> Given request
Write out the rows below word for word, starting at the line that contains "Where can you spot the blurred background" and ending with the last row.

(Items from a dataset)
* begin *

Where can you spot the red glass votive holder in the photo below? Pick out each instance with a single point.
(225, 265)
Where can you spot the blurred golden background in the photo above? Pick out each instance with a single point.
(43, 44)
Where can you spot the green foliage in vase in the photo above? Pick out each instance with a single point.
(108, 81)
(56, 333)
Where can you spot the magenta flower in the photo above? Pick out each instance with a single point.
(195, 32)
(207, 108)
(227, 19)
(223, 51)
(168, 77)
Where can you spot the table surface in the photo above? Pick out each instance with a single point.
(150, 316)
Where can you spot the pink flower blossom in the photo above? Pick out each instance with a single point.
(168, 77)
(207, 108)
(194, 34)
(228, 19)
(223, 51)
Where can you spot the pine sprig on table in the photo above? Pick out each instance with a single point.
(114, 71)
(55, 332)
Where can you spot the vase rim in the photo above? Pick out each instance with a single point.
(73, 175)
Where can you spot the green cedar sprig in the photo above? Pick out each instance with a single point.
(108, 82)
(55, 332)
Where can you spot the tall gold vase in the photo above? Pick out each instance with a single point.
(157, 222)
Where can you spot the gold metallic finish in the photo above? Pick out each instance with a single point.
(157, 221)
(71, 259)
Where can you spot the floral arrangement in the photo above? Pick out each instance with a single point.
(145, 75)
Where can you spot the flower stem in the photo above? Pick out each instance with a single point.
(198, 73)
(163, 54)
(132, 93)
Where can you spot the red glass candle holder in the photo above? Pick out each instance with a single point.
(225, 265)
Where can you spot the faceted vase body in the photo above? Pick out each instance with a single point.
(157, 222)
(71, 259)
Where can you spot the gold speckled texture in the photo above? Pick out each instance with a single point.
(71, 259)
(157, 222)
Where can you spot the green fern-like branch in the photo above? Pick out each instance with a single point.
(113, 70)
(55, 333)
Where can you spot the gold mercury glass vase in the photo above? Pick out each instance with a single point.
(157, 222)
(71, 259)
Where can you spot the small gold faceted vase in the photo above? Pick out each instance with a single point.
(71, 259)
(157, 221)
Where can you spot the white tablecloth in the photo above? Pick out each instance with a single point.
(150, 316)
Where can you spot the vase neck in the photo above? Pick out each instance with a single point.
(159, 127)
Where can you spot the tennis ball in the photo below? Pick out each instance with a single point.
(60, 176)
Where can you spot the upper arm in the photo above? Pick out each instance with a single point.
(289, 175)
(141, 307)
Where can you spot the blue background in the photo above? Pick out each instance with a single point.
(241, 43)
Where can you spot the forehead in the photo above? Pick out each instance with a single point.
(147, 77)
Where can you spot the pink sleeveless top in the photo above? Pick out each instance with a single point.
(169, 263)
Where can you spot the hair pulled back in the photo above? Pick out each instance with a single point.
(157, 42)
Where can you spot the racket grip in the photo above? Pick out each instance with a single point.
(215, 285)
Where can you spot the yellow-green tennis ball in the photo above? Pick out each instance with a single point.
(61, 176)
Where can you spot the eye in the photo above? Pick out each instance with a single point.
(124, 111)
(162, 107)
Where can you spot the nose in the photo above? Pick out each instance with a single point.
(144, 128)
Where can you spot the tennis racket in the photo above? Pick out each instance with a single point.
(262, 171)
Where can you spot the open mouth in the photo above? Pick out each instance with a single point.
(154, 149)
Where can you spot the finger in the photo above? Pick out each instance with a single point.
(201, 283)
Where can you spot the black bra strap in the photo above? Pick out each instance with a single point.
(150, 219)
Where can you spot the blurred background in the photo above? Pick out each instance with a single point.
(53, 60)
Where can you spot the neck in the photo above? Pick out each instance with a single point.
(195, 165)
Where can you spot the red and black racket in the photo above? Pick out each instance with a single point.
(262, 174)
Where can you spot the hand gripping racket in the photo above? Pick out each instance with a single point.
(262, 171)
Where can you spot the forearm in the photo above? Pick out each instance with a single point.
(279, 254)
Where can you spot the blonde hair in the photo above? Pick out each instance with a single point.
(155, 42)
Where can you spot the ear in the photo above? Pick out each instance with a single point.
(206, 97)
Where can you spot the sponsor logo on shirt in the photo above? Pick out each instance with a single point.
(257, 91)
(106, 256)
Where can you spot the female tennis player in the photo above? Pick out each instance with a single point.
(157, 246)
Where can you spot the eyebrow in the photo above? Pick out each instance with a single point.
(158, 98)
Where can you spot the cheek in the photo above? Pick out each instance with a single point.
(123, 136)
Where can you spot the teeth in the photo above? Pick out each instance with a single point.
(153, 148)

* end *

> Result below
Where can you spot the blurred background in the photo above? Pick out each instance with a single point.
(53, 60)
Where can you spot the neck in the photo above? Pick out each instance with a single point.
(195, 165)
Where can you spot the red and black racket in the photo above? Pick out each instance with a single point.
(262, 174)
Where can you spot the hand gripping racket in the photo above? Pick out each instance with a single point.
(262, 171)
Where can you spot the forearm in the photo above? Pick out each instance with a single point.
(279, 254)
Where can you spot the blonde hair in the photo above? Pick out each instance with a single point.
(155, 42)
Where can you spot the ear in the photo above? Pick out each instance with a single point.
(206, 97)
Where can you spot the sponsor logo on shirt in the photo above? Pick out each instance with a single point.
(257, 91)
(106, 256)
Where can you spot the female tennis player in the photo above? Pick out each instance with a single point.
(157, 246)
Where can you spot the eyebrow in the photo above? Pick out each instance with a single point.
(158, 98)
Where can you spot the cheek in the photo above? Pick out each instance with a single point.
(123, 136)
Where can you spot the teeth in the photo above? Pick out each instance with a single point.
(153, 148)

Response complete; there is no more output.